== Exercise instructions ==
Go through the data below and transcribe it exactly. Omit the images.

[Task data Boundary: Start]

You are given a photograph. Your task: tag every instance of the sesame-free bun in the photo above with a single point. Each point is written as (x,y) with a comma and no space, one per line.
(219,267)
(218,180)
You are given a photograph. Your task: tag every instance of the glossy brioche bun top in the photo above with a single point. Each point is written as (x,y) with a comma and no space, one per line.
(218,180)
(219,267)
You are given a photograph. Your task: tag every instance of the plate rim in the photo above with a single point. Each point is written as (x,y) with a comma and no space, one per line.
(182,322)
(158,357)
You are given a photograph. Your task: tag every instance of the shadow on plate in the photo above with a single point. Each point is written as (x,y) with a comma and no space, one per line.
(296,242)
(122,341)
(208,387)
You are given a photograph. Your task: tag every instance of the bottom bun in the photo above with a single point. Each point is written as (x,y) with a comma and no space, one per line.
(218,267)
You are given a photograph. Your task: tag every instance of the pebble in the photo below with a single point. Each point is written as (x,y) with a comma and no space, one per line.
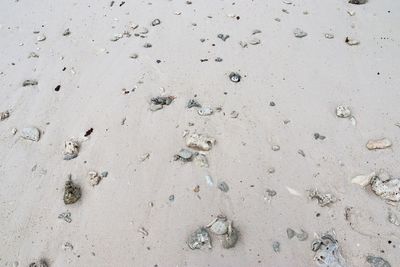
(31,133)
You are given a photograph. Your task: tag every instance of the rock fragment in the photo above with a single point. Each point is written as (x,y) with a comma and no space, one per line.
(200,142)
(327,251)
(31,133)
(379,144)
(299,33)
(199,238)
(30,83)
(72,192)
(71,149)
(377,262)
(323,199)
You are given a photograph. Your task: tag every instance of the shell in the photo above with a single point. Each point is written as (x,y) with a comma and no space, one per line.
(72,192)
(31,133)
(200,142)
(219,225)
(71,149)
(199,238)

[Task data Boundary: End]

== Output for this exercise ==
You are given a photograph. Your task: tag every instance of the sesame-free bun in the photo above with a single point. Each point is written as (x,y) with a comma and no space, one per line.
(219,267)
(218,180)
You are given a photograph. Your task: tag every instance of the glossy brioche bun top in the photo above with a single point. Each point is written as (x,y) with a comma and no space, one per line.
(218,180)
(219,267)
You are given a photograph. Your task: tag every instance of the plate rim in the photo above with a single point. Each point is written as (x,y) with a comma and no space, one per line.
(182,322)
(158,357)
You are given a photograph. Your task: tag every instance of the shadow on plate in the photo above with a single point. Each point is written as (x,y) with a comma and no space, one per line.
(296,242)
(122,341)
(208,387)
You are given a photograph. Your task: tag every instance of the bottom bun in the photo above with a single point. Each point is written as (x,y) with a comma and no space, one per line.
(218,267)
You are given a photograph. Your task: tag every instance of the pebble in the photo below with a single point. Each point is written as (x,y) with a comma and no space, one per line.
(31,133)
You are given a photograph. Your task: tag every instance of the rock fragment in the photo above with a single point. Each point is written as (x,y) with a comma and no space, one per line.
(200,142)
(327,251)
(31,133)
(379,144)
(299,33)
(199,238)
(30,83)
(72,192)
(71,149)
(377,262)
(323,199)
You are given a photograph. Your task: tag every instance of the shell in the photo above with a single point. Each point is written as (x,y) with a comma and no space, one per line.
(72,192)
(31,133)
(200,142)
(219,225)
(71,149)
(199,238)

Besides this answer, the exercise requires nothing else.